TASK DETAILS:
Please reproduce the following material line for line, with no changes.

PROVIDED DATA:
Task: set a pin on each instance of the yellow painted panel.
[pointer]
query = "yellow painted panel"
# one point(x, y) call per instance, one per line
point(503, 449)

ANSWER:
Task: set a pin on each instance of the yellow painted panel.
[pointer]
query = "yellow painted panel"
# one point(x, y) call per instance, one per line
point(503, 449)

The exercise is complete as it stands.